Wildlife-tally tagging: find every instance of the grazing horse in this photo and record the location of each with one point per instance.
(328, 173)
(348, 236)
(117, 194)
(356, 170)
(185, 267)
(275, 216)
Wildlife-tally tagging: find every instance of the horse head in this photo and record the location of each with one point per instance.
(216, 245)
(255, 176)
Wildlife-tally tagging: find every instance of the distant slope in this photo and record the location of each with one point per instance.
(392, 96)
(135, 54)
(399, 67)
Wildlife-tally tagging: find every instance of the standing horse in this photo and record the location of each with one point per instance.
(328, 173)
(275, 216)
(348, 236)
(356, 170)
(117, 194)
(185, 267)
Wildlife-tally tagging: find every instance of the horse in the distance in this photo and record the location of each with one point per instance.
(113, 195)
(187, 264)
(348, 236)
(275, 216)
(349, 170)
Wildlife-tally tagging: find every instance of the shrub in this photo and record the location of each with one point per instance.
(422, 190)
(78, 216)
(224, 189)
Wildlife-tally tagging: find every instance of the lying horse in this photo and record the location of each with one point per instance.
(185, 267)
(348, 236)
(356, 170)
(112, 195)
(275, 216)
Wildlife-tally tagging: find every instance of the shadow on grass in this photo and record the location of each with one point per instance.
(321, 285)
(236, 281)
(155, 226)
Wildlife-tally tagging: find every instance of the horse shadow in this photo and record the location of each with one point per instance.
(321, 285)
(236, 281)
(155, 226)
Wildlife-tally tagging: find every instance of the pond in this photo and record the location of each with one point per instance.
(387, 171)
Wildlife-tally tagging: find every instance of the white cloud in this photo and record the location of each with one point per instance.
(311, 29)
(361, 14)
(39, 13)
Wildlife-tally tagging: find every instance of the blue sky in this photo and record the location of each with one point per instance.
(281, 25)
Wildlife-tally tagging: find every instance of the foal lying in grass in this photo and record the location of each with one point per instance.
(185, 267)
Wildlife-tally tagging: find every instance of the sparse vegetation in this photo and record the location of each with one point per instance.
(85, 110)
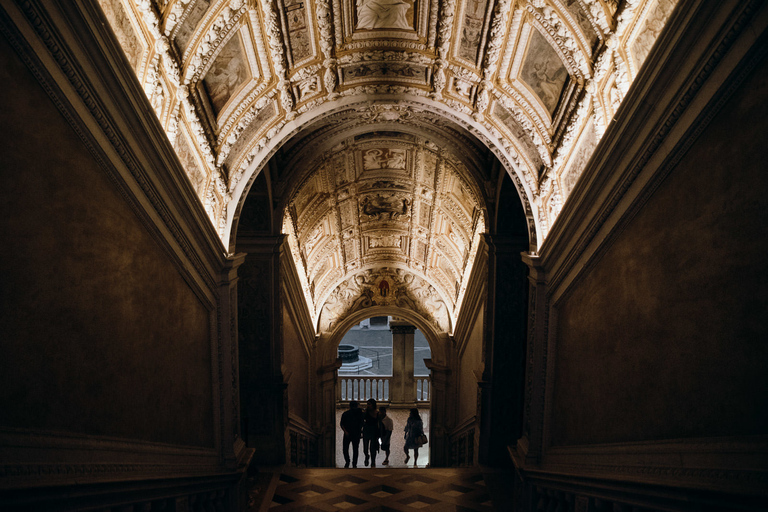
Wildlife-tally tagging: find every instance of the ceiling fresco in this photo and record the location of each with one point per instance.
(385, 203)
(535, 83)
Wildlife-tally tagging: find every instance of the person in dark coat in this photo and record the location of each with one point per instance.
(371, 428)
(414, 428)
(352, 425)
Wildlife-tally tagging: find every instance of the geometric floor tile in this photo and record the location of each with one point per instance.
(380, 490)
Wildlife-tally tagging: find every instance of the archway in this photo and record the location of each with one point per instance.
(395, 375)
(433, 407)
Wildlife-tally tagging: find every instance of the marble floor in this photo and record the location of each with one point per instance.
(384, 490)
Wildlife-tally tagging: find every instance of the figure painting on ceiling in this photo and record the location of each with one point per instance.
(543, 71)
(373, 14)
(227, 73)
(384, 159)
(472, 29)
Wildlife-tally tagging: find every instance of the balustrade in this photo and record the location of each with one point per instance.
(377, 387)
(362, 388)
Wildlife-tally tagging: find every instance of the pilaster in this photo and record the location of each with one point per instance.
(529, 446)
(403, 388)
(438, 434)
(231, 442)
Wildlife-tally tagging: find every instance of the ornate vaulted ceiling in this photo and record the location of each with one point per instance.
(381, 111)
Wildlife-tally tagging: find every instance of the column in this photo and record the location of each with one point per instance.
(231, 441)
(438, 434)
(402, 391)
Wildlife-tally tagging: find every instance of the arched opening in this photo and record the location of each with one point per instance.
(383, 358)
(365, 225)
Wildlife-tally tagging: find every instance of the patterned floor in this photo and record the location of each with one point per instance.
(381, 489)
(397, 456)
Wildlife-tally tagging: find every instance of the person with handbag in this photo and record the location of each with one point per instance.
(387, 425)
(414, 436)
(371, 428)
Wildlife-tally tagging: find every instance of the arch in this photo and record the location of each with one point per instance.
(524, 180)
(328, 342)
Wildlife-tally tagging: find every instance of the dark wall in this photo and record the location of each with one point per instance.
(99, 332)
(297, 362)
(261, 384)
(666, 336)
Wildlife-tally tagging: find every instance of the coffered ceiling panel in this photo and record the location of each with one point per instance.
(385, 201)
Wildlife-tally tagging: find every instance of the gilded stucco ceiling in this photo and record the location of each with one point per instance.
(535, 83)
(381, 211)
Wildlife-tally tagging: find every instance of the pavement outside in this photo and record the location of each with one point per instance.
(376, 343)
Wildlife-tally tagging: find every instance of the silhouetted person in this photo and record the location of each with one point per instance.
(371, 428)
(352, 425)
(414, 428)
(386, 432)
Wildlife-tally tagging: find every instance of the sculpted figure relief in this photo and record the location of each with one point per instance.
(373, 14)
(378, 206)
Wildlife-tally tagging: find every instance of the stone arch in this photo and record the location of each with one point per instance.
(328, 342)
(523, 178)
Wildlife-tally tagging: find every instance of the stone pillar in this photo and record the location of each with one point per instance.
(402, 392)
(439, 415)
(325, 423)
(231, 441)
(529, 446)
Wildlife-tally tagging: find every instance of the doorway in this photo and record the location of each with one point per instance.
(375, 354)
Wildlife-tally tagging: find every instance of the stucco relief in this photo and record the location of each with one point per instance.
(581, 17)
(228, 72)
(472, 29)
(586, 147)
(186, 157)
(384, 287)
(543, 71)
(385, 14)
(191, 18)
(374, 47)
(382, 206)
(298, 29)
(384, 159)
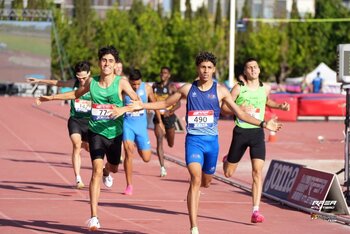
______________________________
• What is expected:
Leave the pictures out and transcribe the remaining material exactly.

• Output for this exercise:
Wildlife-tally tagging: find every instance of the grazing horse in this photo and record the location of each with one point per instance.
(328, 173)
(348, 236)
(117, 194)
(356, 170)
(185, 267)
(275, 216)
Wildlife-tally tagging: find every instance of the horse head in this photo and record the location of each with one point per instance.
(216, 245)
(255, 176)
Wildlife-tally tagging: find every instance of the distant slope in this photo and record the location of each with one point per instance.
(392, 96)
(135, 54)
(399, 67)
Wildlife-tally tagging: find every instance of the standing horse in this photo and record the location of each with one point per instance.
(328, 173)
(275, 216)
(348, 236)
(356, 170)
(117, 194)
(185, 267)
Wildlife-tally tagging: find every instance of the horse in the distance in this photo and record the location of each with one point per instance.
(113, 195)
(187, 264)
(348, 236)
(275, 216)
(349, 170)
Wildlife-tally tagging: find every instance of the shrub in this photo and record the location of each with one point per instance.
(422, 190)
(78, 216)
(224, 189)
Wildlife-tally tagging: find every instance of the lying horse in this photo and record the location of each with one point per instance.
(185, 267)
(348, 236)
(356, 170)
(112, 195)
(275, 216)
Wildlife-tally tagging: find every instance of the shadow on grass in this photo and record the location of each with one point per instance.
(321, 285)
(236, 281)
(155, 226)
Wildlife-tally tagging: find every instance of the horse shadow in this photo and record the location of each with one point per instance.
(321, 285)
(236, 281)
(155, 226)
Wildlife-tally tagging: find every instance of the pond in this photo and record the location of each with one point per instance.
(387, 171)
Wildlife-tally tagging: find every instance of the white cloud in this photo and record the location of each with one point per instance.
(311, 29)
(361, 14)
(39, 13)
Wildlife-tally tagging: find every instance of the blue sky in this photo and record the location of each with one point per instance.
(281, 25)
Wildlife-tally tagging: find every instance of the foal lying in grass in this photo and record the location of each with one point per instance.
(185, 267)
Wildlife-tally tagging: find every instance of the sparse vegetation in this photo and record the location of each with one point per instance.
(85, 110)
Wildlife-tally tagging: find every instance of the ceiling fresco in this photo and record the location of each with one point per instance.
(385, 203)
(535, 83)
Wildlife-tally tagging: find every instance of the person in dark coat in this photo and record the location of each with one point per instance.
(371, 428)
(414, 428)
(352, 425)
Wildlife-tally tagging: find every instance of the geometric floor tile in this photo and record the location of each with one point per instance.
(380, 490)
Wildlife-tally tagging: find every instance of the archway in this photo and record the location of each with one point per instance.
(395, 375)
(433, 407)
Wildlife-tally tagging: find every instance of the marble floor in this photo and record the location of each with one point per instance.
(384, 490)
Wildlife-tally tagging: find every instance of the figure painting on ceiling in this photo and record the location of each with one point per instance.
(543, 71)
(373, 14)
(227, 73)
(384, 159)
(472, 29)
Wildlife-tally tagging: find every instance of the balustrade in this photo and record the location of each with one point per instance.
(377, 387)
(362, 388)
Wildlife-tally tagging: find every instance of the pilaster in this photo and record the location of each with one point per instance.
(529, 446)
(403, 388)
(438, 434)
(231, 442)
Wildlife-tally tagging: find every instance of the ornate vaulted ceiling in this photo and record the location of each with one point per instance.
(381, 111)
Wildlife-tally tagging: find every instance of the column in this photo and record the location of each with one point per instance.
(231, 441)
(438, 434)
(402, 391)
Wildlife-tally tagging: find every instance of the arched opening in this photo and record the location of each with one point per instance.
(383, 358)
(365, 225)
Wildlife-tally tagging: find every instance of the patterned floor in this photo and record the location of each with one point per instance.
(381, 489)
(397, 456)
Wildlife-tally tagging: find every instance of the person with handbag in this photo and record the location of each with one point per instance.
(387, 425)
(414, 436)
(371, 428)
Wildlife-tally tagging: find every instance of the arch in this photo and record the location of each with one point per instance.
(524, 180)
(328, 342)
Wildlife-tally tagging: find every instance of the dark wall in this photo and record the location of each with one point per instance.
(99, 332)
(297, 362)
(261, 384)
(666, 336)
Wildlife-tally tagging: find every instance of the coffered ceiling panel in this photo and record the location of each with one point per instance.
(385, 201)
Wildlife-tally tagging: find every instance of the gilded stucco ceiling in this photo and record the location of each with one point per instance.
(535, 83)
(381, 211)
Wildlife-tally tagging: find every instance of the pavement outside in this photo and record the location of each with one point per instance.
(376, 343)
Wildlife-tally tagging: find every instance of the silhouetted person in this photo and record the location of each with one point per instance.
(371, 428)
(352, 425)
(414, 428)
(386, 432)
Wildlife-tally tagging: find every instance of the sculpted figure relief in this photo and record the location of each with one point per instance.
(373, 14)
(378, 206)
Wildlife-tally tagging: find every instance of the stone arch in this photo and record the location of each with one point per instance.
(328, 342)
(523, 178)
Wildlife-tally tagging: find every instance of the stone pillar in this photo and record the location of each with one point per instance.
(402, 392)
(439, 415)
(325, 423)
(231, 441)
(529, 446)
Wildlife-tally tagging: find every instance of the doorway in this photo and record the location of each with one point per instance.
(375, 354)
Wildlife-tally tagging: find every instance of the stucco relief in this photo and record the location of each with one point per instance.
(581, 17)
(228, 72)
(472, 29)
(586, 147)
(186, 157)
(384, 287)
(543, 71)
(385, 14)
(191, 18)
(374, 47)
(382, 206)
(298, 29)
(384, 159)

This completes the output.